What you have to do
Rewrite all the entries below, changing "pendant lamp" to "hanging light" wherever it appears and leaving everything else untouched.

**** Listed records ****

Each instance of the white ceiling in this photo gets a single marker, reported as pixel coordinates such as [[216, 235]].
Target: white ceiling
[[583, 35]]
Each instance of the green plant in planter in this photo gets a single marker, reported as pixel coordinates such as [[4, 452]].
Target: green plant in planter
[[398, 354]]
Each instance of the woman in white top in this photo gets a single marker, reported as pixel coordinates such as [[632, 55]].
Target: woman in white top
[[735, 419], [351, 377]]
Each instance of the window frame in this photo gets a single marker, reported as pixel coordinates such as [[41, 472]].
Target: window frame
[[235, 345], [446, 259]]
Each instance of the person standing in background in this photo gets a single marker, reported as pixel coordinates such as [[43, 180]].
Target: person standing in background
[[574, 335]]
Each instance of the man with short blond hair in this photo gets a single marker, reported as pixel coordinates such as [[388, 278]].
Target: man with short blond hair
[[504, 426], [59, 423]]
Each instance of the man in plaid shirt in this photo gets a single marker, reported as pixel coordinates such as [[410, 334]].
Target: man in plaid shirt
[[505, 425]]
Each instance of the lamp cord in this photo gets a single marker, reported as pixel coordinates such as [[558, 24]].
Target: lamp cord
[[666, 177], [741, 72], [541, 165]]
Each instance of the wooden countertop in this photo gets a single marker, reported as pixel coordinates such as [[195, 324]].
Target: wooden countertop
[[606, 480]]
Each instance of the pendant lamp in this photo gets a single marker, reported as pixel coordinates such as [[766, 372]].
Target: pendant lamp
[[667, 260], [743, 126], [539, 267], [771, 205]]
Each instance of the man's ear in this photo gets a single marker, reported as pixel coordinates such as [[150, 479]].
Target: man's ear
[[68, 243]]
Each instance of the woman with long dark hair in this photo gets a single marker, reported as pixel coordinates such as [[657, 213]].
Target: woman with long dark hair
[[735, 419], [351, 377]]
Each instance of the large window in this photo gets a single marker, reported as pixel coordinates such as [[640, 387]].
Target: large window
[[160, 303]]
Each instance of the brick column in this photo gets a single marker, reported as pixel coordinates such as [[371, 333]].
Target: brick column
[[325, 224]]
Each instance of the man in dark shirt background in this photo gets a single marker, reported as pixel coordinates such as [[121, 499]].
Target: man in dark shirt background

****

Expected answer
Each instance of the white ceiling in this photo gets a single marker, reported as pixel coordinates such as [[216, 235]].
Target: white ceiling
[[583, 35]]
Each instance of the green plant in planter in this photo gets a single marker, reported as pixel coordinates such as [[4, 452]].
Target: green plant in planter
[[398, 354]]
Each instance of the woman in white top in this photo gets a single marker, reported as pixel coordinates such as [[632, 55]].
Target: woman in white top
[[735, 419], [351, 377]]
Each instance of the window frame in this photo gets a single marker, reported as pixel coordinates such as [[41, 472]].
Target: window frame
[[235, 345], [446, 259]]
Each instance of the person standing in background in this photo gets a single marker, reported as pixel coordinates such as [[43, 180]].
Target: person standing in background
[[574, 335]]
Each instance of the man with short blond hair in this photo gets a single marker, reported as pixel coordinates such as [[388, 278]].
Target: man with short blond hair
[[504, 426], [59, 423]]
Each instance of the man in plaid shirt in this photo gets a single marker, reported as pixel coordinates such as [[410, 334]].
Target: man in plaid shirt
[[505, 425]]
Each instance of the lamp cord in this photo gets a single marker, reported as pixel coordinates such as [[558, 24]].
Target: lamp cord
[[666, 177], [741, 72], [541, 165]]
Each instance of the wooden countertop in this photo gets a single marker, reported as pixel coordinates such as [[195, 324]].
Target: wooden countertop
[[606, 480]]
Each instance of the hanging light in this photo gets a single marker, reported as pixel coordinates such as [[766, 372]].
Target: hanging light
[[667, 260], [743, 126], [539, 267], [771, 205]]
Each instance of the man's ear in this photo gets a single marker, reported as pixel coordinates such as [[150, 479]].
Target: man's ear
[[68, 243]]
Each instance of the woman with long dark hair in this photo gets a single marker, reported as pixel coordinates such as [[657, 213]].
Target: woman with long dark hair
[[735, 419], [351, 377]]
Each instance of the large window in this photo gets a single marker, reported as pixel coordinates such as [[640, 387]].
Target: large window
[[160, 303]]
Each instance of the brick column in this photo gets a single marker, reported as pixel coordinates such as [[371, 333]].
Target: brick column
[[325, 224]]
Each instance of the man in dark shirt background in this photo gets a single marker, reported as pixel coordinates such as [[121, 499]].
Target: man in dark shirt background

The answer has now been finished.